- ЧТО ТРЕБУЕТСЯ
Продолжите текст о Полонских и их поездке в Воробьевку сразу после его последнего предложения.

- ИСХОДНЫЙ ТЕКСТ

Но ты же не прочь от того, чтобы на Руси была дисциплина.
И вот дисциплина завелась: подписавши мне в июле отпуск, начальник Главного управления по делам печати тотчас же прислал в комитет бумагу — уведомить его, вернусь ли я в срок, т. е. ровно через два месяца, или не вернусь? И если бы я не вернулся, у меня бы вычли жалованье за все мной просроченное время…
— Вот ты тут и живи! — повторяю восклицание покойного Ивана Сергеевича Тургенева.
…Но мы живем в стране неожиданностей.
Может случиться, что меня выгонят со службы и я останусь искать себе места дворника.
…Если случится моей семье в будущем году быть в Воробьевке, все, что могу я, это взять свидетельство (а не отпуск) и прикатить к тебе на неделю (так я ездил в Киев — по одному свидетельству, подписанному А. Н. Майковым, без всякого разрешения от высшего начальства)».
Как бы то ни было, на следующее лето Полонские смогли приехать в Воробьевку всей семьей.

- ПОКАЗАННЫЕ СВЕДЕНИЯ
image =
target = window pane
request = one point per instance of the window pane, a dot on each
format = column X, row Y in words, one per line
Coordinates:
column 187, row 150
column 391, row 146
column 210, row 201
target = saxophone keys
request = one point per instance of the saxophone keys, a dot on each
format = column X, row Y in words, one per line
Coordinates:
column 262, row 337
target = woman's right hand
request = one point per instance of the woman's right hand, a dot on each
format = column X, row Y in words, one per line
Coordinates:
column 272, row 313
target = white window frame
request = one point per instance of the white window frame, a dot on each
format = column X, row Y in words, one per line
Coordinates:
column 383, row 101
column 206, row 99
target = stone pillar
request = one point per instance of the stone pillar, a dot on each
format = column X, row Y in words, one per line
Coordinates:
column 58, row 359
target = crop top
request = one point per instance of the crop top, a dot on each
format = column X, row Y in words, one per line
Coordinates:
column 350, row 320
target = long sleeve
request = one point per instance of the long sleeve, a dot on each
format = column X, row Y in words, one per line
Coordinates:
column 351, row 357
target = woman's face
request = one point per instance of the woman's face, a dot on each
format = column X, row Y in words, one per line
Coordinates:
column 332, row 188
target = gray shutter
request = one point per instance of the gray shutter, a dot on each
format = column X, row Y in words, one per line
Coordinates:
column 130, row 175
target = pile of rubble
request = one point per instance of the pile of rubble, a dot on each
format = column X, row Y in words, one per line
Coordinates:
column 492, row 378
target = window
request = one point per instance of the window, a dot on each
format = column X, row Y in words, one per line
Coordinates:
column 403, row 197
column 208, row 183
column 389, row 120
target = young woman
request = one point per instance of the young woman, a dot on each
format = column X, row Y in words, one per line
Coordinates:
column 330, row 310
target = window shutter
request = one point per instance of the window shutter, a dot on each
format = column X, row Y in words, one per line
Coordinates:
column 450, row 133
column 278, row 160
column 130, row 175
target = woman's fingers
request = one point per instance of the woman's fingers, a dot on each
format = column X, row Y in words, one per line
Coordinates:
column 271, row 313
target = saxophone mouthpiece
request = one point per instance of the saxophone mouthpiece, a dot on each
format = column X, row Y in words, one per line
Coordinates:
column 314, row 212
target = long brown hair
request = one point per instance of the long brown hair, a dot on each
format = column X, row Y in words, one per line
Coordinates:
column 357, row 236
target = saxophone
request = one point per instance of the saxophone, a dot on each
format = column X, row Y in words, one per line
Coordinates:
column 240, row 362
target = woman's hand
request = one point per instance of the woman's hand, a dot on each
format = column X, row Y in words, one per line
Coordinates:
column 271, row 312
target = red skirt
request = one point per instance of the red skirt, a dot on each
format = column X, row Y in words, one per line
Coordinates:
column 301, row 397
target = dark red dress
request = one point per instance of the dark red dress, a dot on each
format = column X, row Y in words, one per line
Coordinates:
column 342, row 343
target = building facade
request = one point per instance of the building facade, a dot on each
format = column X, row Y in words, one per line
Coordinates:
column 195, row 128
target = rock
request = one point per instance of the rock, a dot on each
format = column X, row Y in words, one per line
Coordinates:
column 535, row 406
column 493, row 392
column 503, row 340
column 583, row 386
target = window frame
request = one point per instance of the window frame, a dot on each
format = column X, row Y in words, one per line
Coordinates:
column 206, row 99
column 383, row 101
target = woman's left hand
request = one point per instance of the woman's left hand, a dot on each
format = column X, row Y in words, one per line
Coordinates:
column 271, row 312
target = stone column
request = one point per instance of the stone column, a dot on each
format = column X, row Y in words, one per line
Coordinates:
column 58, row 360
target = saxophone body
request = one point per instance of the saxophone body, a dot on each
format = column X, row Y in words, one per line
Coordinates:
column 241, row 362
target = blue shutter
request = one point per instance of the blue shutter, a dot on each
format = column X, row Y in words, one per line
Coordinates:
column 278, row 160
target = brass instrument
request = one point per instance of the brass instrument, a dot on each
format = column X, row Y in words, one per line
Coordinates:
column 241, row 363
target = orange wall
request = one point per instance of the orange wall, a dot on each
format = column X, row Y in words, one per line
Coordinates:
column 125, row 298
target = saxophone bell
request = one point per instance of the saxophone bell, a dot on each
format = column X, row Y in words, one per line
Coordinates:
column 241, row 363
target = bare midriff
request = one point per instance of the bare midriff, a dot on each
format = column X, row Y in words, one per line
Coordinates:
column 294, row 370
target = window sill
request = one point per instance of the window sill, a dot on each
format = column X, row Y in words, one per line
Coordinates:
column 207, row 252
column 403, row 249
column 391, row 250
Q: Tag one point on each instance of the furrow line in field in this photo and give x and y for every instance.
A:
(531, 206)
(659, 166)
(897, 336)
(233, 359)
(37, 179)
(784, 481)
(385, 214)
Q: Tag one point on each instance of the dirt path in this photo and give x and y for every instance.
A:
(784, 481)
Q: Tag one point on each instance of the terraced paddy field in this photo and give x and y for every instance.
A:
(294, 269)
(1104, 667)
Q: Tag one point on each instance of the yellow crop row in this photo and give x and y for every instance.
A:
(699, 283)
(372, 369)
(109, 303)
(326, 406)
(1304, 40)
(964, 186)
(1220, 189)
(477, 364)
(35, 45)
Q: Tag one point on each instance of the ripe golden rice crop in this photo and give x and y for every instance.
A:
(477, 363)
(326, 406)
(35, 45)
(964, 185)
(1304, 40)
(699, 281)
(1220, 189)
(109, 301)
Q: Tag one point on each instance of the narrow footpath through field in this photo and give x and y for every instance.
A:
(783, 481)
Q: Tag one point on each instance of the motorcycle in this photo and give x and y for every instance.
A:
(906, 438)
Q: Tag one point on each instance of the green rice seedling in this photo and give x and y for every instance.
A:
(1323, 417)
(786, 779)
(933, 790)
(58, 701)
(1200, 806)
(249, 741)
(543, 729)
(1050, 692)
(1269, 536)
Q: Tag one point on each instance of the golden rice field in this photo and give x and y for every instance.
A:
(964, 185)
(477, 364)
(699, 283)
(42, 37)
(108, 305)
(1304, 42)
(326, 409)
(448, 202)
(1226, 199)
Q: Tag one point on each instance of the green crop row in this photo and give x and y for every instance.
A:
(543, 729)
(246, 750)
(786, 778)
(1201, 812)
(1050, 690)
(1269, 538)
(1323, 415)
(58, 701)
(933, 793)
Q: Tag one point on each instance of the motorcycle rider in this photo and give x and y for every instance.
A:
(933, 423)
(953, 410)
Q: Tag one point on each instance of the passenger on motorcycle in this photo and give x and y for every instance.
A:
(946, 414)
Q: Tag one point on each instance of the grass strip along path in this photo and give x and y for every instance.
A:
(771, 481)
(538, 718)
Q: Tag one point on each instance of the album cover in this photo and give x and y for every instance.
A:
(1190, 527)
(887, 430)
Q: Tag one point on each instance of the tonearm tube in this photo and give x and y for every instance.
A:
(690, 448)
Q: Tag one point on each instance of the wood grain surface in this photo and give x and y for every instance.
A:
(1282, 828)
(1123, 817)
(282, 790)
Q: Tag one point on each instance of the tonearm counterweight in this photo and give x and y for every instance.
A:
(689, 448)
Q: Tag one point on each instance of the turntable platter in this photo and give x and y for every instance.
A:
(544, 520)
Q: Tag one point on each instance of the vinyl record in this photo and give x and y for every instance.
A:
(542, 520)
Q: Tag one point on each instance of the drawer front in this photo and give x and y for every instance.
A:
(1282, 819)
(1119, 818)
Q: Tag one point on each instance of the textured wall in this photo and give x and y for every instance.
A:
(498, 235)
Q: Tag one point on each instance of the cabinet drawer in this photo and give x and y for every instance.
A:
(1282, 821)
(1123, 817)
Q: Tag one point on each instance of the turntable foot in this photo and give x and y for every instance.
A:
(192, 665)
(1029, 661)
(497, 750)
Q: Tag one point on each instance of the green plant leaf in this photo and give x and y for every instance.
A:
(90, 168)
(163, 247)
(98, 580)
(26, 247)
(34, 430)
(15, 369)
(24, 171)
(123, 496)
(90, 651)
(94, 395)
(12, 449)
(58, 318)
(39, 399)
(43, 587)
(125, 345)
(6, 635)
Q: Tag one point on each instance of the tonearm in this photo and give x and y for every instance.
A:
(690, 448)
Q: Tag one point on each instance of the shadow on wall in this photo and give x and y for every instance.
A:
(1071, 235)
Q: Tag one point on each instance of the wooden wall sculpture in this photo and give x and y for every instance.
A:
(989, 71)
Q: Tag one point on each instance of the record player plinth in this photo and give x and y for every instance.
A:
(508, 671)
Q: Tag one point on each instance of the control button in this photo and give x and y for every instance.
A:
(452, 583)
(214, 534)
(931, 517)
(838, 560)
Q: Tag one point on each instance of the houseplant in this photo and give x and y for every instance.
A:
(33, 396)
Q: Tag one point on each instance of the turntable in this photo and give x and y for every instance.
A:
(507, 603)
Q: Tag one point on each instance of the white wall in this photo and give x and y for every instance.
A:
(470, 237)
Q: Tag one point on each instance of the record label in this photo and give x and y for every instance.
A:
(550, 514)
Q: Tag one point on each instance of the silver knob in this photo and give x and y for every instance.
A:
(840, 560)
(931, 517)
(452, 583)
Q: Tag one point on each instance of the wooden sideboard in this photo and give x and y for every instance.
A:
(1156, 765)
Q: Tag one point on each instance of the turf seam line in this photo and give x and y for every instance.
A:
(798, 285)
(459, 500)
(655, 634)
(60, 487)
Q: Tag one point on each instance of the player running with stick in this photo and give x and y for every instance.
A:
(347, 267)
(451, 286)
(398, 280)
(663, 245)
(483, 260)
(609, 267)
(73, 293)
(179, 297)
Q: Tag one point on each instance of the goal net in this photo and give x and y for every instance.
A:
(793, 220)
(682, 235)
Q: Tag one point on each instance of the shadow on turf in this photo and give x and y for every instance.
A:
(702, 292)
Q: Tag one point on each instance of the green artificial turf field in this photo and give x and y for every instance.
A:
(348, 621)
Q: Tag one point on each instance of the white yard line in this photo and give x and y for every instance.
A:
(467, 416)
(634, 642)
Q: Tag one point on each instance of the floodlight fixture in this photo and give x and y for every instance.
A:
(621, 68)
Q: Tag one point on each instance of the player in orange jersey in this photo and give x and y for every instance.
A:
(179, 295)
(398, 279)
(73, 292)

- РЕЗУЛЬТАТ
«Вот уже две недели, как я у нашего поэта Фета, — сообщал Полонский Майкову в конце июня. — Истины нет, говорит Фет, мы ничего не значим, поэзия есть не что иное как безумие, а потому она ближе к истине… Если поэт не сумасшедший — то какой же он поэт! Чепуха в стихах — это лучшая похвала стихам, и тому подобное.
На этом я часто ловлю его, и когда он говорит, что в России происходит чепуха, я подхватываю это слово и говорю, что в устах его это лучшая похвала России… И право, если бы мы не спорили, было бы скучно. Если бы Фет (или Шеншин Аф. Аф.) не был оригиналом и притом не был бы чем-то цельным и единым, несмотря на сотни противоречий и софизмов, трудно было бы с ним ужиться, — но я его понимаю, и живем мы, слава богу, по-приятельски.
Нас здесь балуют, и скупой, расчетливый Фет не скупится на всякого рода угощения…
Только от мух нет житья…
Я иногда беру в руки палитру и малюю. Теперь списываю с натуры фонтан, воздвигнутый Фетом. На днях он негодовал, что фонтан этот с починками обошелся ему около 600 рублей, — и зачем он его воздвиг! — так как он его никогда не видит, одышка мешает ему спускаться с горы вниз [к фонтану] и подниматься к дому, на гору».
По возвращении в Петербург Полонский послал Фету только что вышедшую из печати новую книжку стихов своих «Вечерний звон».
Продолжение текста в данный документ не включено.